**Task:** Transcribe all of the material below word for word, leaving out the pictures.

**Provided data:**
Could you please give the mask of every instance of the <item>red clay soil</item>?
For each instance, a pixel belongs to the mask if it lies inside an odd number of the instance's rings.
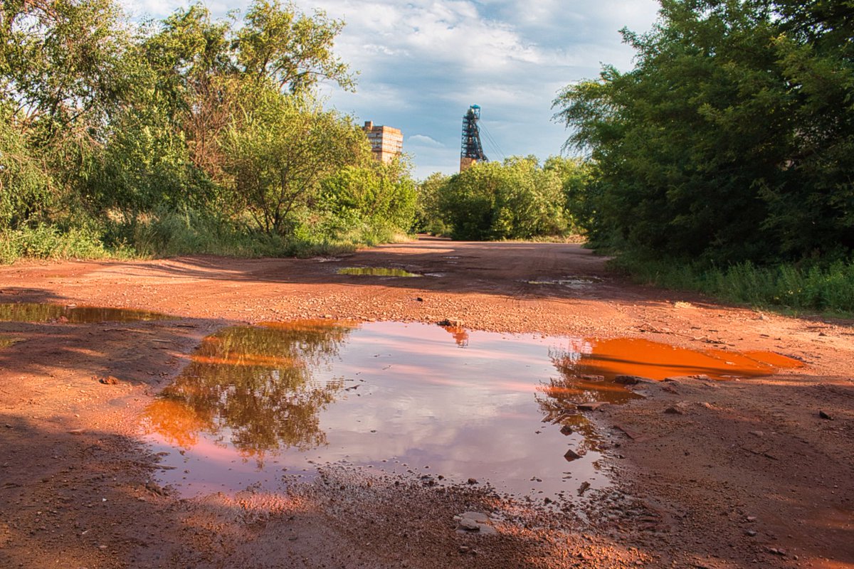
[[[336,273],[345,266],[441,276]],[[582,282],[547,282],[568,277]],[[0,567],[854,567],[851,322],[639,287],[577,245],[432,239],[342,259],[0,268],[0,303],[17,302],[180,319],[0,322]],[[331,467],[282,495],[188,500],[161,488],[158,457],[138,438],[144,405],[211,332],[302,317],[459,319],[770,351],[805,366],[642,383],[646,398],[591,412],[613,486],[565,511]],[[497,534],[455,531],[465,511],[490,514]]]

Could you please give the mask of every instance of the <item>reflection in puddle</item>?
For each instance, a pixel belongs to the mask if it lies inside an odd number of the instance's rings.
[[[558,357],[559,366],[576,376],[639,375],[663,380],[678,375],[707,375],[712,379],[769,375],[778,368],[799,368],[790,357],[768,351],[728,350],[698,351],[642,339],[573,340]]]
[[[360,275],[371,276],[421,276],[403,269],[389,269],[388,267],[345,267],[338,270],[339,275]]]
[[[20,338],[0,335],[0,350],[8,348],[10,345],[15,345],[20,341],[21,341]]]
[[[64,306],[39,303],[0,304],[0,321],[46,322],[50,321],[84,324],[102,322],[172,320],[176,316],[148,311],[99,306]]]
[[[143,425],[168,453],[161,482],[184,496],[275,490],[325,462],[574,495],[607,485],[576,404],[636,397],[596,367],[600,345],[398,322],[231,328],[205,340]]]
[[[525,281],[528,284],[535,285],[557,285],[559,287],[568,287],[569,288],[584,288],[596,282],[601,282],[602,279],[598,276],[564,276],[559,279],[534,279]]]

**Response to this task:**
Could you please give the mask of every instance of the <item>red clay soil</item>?
For each instance, a pixel belongs to the mask if it lies inside an odd number of the instance's rings.
[[[336,273],[345,266],[441,276]],[[582,282],[547,282],[568,277]],[[0,567],[854,567],[851,322],[639,287],[577,245],[432,239],[342,259],[0,268],[0,303],[17,302],[180,319],[0,322]],[[331,467],[282,495],[188,500],[161,488],[158,457],[138,438],[144,405],[211,332],[302,317],[459,319],[770,351],[805,366],[642,383],[646,398],[591,412],[613,486],[565,511]],[[497,534],[455,531],[465,511],[490,514]]]

Could you please give the mask of every instance of the <item>reflection in puddle</item>?
For each instance, a pixel belongs to the mask if it lies inside an odd number of the instance's rings.
[[[558,357],[559,366],[576,376],[639,375],[663,380],[678,375],[707,375],[712,379],[769,375],[778,368],[799,368],[790,357],[768,351],[728,350],[698,351],[642,339],[573,340]]]
[[[360,275],[371,276],[421,276],[403,269],[389,269],[388,267],[345,267],[338,270],[339,275]]]
[[[20,338],[0,335],[0,350],[8,348],[10,345],[15,345],[20,341],[21,341]]]
[[[64,306],[39,303],[0,304],[0,321],[46,322],[50,321],[84,324],[102,322],[172,320],[176,316],[148,311],[99,306]]]
[[[143,425],[168,453],[161,482],[184,496],[275,490],[325,462],[574,495],[607,485],[576,404],[636,397],[596,367],[600,345],[398,322],[231,328],[205,340]]]
[[[525,281],[528,284],[535,285],[557,285],[559,287],[568,287],[569,288],[584,288],[596,282],[601,282],[602,279],[598,276],[564,276],[559,279],[534,279]]]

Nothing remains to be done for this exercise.